### [What is asked]
Turn the material from the line containing "like point(30, 146)." through the line containing "point(125, 149)" into a two-column CSV with the headers input and output. Give one row per input and its output, each in a single quoted field with line breaks changed to spaces.

### [Provided records]

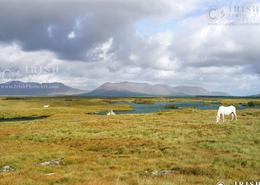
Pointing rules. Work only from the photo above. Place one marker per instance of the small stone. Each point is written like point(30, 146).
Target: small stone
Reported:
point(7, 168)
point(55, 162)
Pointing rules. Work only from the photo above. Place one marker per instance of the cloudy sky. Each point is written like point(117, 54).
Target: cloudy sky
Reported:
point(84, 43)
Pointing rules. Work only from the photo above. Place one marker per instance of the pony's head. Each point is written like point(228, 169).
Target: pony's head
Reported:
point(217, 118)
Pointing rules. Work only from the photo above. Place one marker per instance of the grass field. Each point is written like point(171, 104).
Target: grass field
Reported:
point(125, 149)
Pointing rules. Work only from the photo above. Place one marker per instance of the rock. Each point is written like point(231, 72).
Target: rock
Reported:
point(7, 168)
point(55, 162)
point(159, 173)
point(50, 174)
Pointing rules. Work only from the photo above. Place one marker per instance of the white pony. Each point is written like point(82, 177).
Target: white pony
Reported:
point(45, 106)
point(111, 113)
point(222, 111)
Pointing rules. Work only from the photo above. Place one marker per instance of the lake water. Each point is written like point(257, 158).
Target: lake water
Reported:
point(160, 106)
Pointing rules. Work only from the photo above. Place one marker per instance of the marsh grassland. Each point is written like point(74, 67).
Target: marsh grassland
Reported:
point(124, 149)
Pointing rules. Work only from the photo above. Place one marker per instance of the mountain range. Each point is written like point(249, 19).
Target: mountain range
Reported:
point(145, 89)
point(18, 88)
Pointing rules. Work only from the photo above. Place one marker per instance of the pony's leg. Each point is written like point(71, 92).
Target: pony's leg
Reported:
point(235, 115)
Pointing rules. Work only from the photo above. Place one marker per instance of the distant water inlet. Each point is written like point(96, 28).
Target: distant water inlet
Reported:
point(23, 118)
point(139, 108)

* * *

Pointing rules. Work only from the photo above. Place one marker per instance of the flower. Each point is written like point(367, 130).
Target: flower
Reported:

### [Completed exercise]
input,output
"Pointing rules. Work only from the photo above. Place one marker per instance of the small stone. Each point is written like point(30, 146). Target: small stone Reported:","point(7, 168) point(55, 162)"
"Pointing rules. Work only from the photo above. Place one marker per instance of the cloudy sky. Each point is written like point(117, 54). Target: cloudy sky Reported:","point(84, 43)"
"Pointing rules. Work only from the photo above. Place one marker per instance of the pony's head. Each point is written like point(228, 169). Target: pony's head Reported:","point(217, 118)"
"Pointing rules. Work only from the photo above. Place one marker per instance of the grass field. Each point is written like point(171, 104). Target: grass field Reported:","point(125, 149)"